**TEXT PASSAGE**:
As a practical matter, I think that over the past year we have already seen the first signs of an “economic G-2.” The U.S. and China worked closely together to stimulate their economies after the Wall Street upheavals of 2008, at a time when other major countries were far more reluctant to do so. This economic cooperation has been heralded as a success and worked in some ways, but it has not produced any significant change in the value of the undervalued Chinese renminbi. During the 2008 campaign, then-candidates Barack Obama and Hillary Clinton both denounced China for holding down the value of its currency – and as soon as they took office, they changed their tune. And so for American factory workers (or unemployed former factory workers), the “economic G-2” hasn’t been working out too well.
When you go beyond economics to security and other issues, I think the concept of “Chi-America” or a G-2 is way off base. This idea is not anything close to a reality, now or anytime soon. China isn’t giving the United States the help it wants in resolving the disputes over the North Korea and Iran nuclear programs, for example. On security issues, I don’t think the Obama administration has been pursuing a “G-2” with China. For example, while seeking better relations with China, the Obama administration is also working hard to forge new strategic relations with India.

Data excerpts

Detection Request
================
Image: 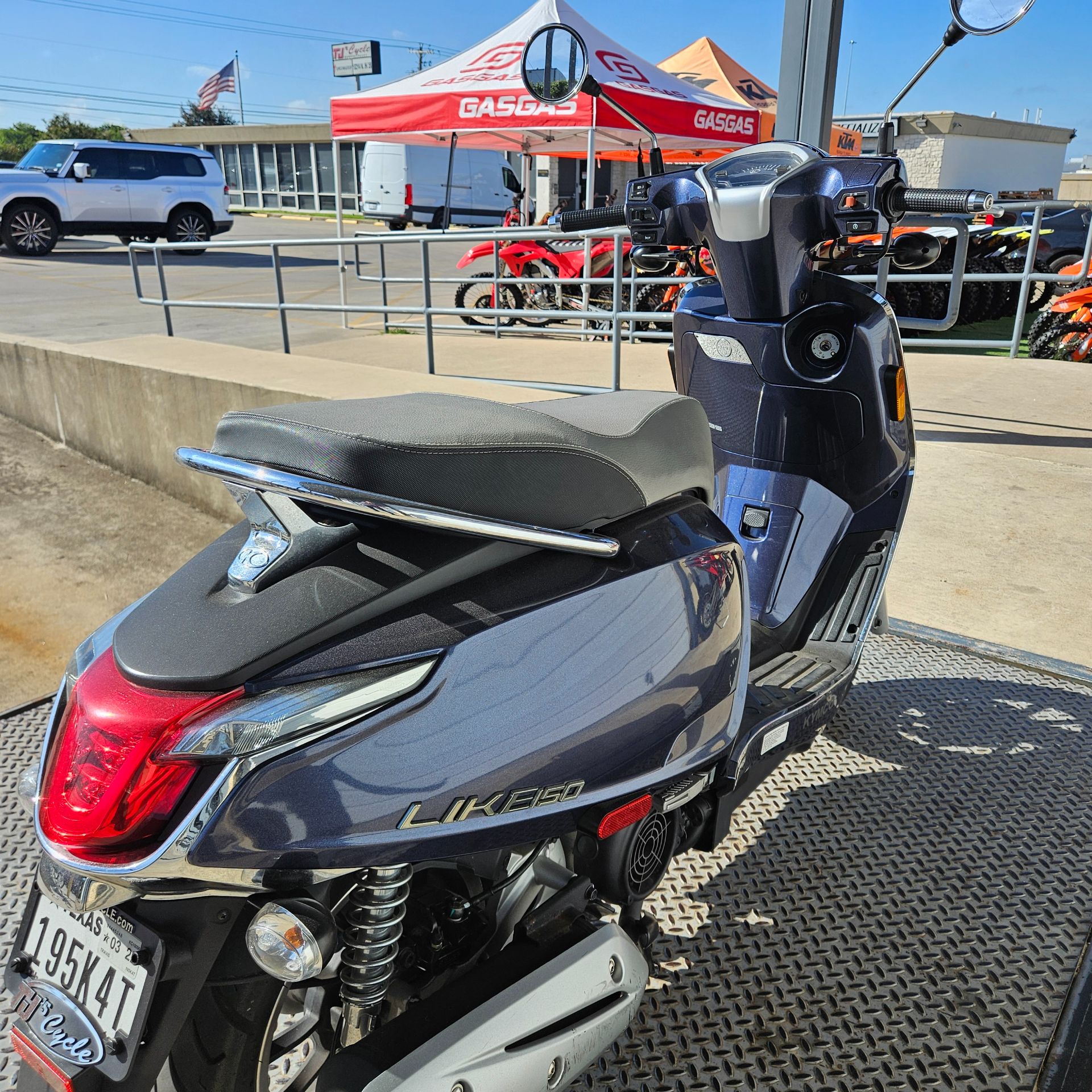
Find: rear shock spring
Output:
[340,865,413,1046]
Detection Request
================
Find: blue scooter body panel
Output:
[190,532,750,868]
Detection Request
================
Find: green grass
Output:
[902,311,1039,357]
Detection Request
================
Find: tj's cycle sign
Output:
[330,42,380,75]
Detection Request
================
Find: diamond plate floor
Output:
[0,636,1092,1092]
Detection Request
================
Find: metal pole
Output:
[580,98,598,341]
[1009,204,1043,361]
[153,247,175,337]
[234,49,247,126]
[610,235,621,391]
[332,136,348,330]
[773,0,844,147]
[520,141,532,226]
[379,242,391,334]
[420,239,436,375]
[270,242,292,353]
[444,133,458,231]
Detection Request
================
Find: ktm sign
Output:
[458,95,577,118]
[693,109,755,136]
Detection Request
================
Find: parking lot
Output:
[0,216,478,353]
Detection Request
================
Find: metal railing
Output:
[129,201,1092,393]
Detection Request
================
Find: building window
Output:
[293,144,315,209]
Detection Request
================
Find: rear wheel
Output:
[155,975,337,1092]
[167,209,212,254]
[456,273,523,329]
[0,201,61,258]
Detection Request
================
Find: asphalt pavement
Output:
[0,216,478,351]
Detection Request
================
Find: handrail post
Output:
[379,241,391,334]
[610,235,621,391]
[493,239,500,341]
[270,242,292,354]
[1009,202,1053,361]
[153,243,175,337]
[420,239,436,375]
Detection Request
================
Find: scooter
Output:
[6,2,1026,1092]
[456,239,632,329]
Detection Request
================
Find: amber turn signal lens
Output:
[883,363,907,420]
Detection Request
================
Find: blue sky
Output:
[0,0,1092,155]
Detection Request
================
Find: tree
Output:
[172,102,235,129]
[0,114,126,162]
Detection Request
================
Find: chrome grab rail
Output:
[175,448,621,557]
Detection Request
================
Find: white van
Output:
[361,140,520,231]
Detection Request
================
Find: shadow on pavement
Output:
[588,642,1092,1092]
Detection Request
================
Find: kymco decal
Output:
[595,49,648,83]
[463,42,523,72]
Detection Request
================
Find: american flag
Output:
[198,60,235,110]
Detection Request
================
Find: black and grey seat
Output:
[213,391,713,528]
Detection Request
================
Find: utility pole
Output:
[235,49,247,126]
[406,42,436,72]
[842,38,857,115]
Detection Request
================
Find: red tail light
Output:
[38,648,242,858]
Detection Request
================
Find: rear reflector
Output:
[883,365,907,420]
[38,648,242,857]
[596,793,652,838]
[11,1028,72,1092]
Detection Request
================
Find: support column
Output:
[773,0,844,148]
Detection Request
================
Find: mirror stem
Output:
[580,75,664,175]
[876,23,966,155]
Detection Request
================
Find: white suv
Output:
[0,140,231,258]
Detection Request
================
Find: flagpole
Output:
[235,49,247,126]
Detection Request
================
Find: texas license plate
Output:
[13,892,163,1080]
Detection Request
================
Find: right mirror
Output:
[951,0,1035,34]
[521,23,588,102]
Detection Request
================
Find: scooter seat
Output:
[213,391,713,530]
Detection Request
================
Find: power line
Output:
[1,76,330,120]
[21,0,453,52]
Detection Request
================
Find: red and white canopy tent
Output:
[330,0,760,236]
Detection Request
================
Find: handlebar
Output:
[888,185,994,216]
[549,204,626,231]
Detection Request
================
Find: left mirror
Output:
[521,23,588,102]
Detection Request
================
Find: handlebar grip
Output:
[551,204,626,231]
[889,187,994,213]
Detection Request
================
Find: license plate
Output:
[14,892,163,1080]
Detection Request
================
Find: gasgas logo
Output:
[461,42,523,72]
[396,781,584,830]
[693,109,755,136]
[458,95,577,118]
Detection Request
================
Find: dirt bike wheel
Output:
[634,284,675,333]
[1028,311,1065,349]
[154,975,336,1092]
[456,273,523,330]
[1029,322,1092,361]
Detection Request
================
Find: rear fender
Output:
[456,242,503,270]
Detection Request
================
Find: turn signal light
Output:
[38,648,242,857]
[596,793,652,839]
[883,363,907,420]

**ACTIVITY 1**:
In the passage on U.S.-China relations, with which country is the Obama administration said to be working to forge new strategic relations?
**ACTIVITY 2**:
Print the passage on U.S.-China relations between "When you go" and "relations with India.", inclusive.
**ACTIVITY 3**:
Continue the passage on U.S.-China relations from its final sentence onward.

**EXERCISE RESPONSE 1**:
India.

**EXERCISE RESPONSE 2**:
When you go beyond economics to security and other issues, I think the concept of “Chi-America” or a G-2 is way off base. This idea is not anything close to a reality, now or anytime soon. China isn’t giving the United States the help it wants in resolving the disputes over the North Korea and Iran nuclear programs, for example. On security issues, I don’t think the Obama administration has been pursuing a “G-2” with China. For example, while seeking better relations with China, the Obama administration is also working hard to forge new strategic relations with India.

**EXERCISE RESPONSE 3**:
I think it was a mistake for Obama to postpone the meeting with the Dalai Lama. The administration was taking a step backwards, seemingly out of deference to Beijing. I think the administration was wrong, as a matter of principle. I also think this was a mistake as a negotiating tactic. If the administration got anything in exchange for the delay, we certainly haven’t seen it. Think about how this dispute will play out now. When he goes to Beijing, the president may inform Chinese leaders that he plans to meet with the Dalai Lama at some point after the trip. The Chinese will probably try to extract some other favor or concession in exchange for the eventual meeting.